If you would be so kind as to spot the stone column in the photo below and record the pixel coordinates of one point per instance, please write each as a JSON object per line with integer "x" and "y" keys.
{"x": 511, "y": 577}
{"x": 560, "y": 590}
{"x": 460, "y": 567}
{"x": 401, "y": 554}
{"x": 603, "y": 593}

# TASK STATEMENT
In the lines above, every record is to be repeated exactly.

# EXERCISE SOLUTION
If you would be so kind as to spot the stone column in the photo below and record the pixel coordinates of one point per instance, please write each as a JSON object per line with integer "x" and "y" keys.
{"x": 511, "y": 577}
{"x": 560, "y": 590}
{"x": 460, "y": 567}
{"x": 401, "y": 554}
{"x": 603, "y": 593}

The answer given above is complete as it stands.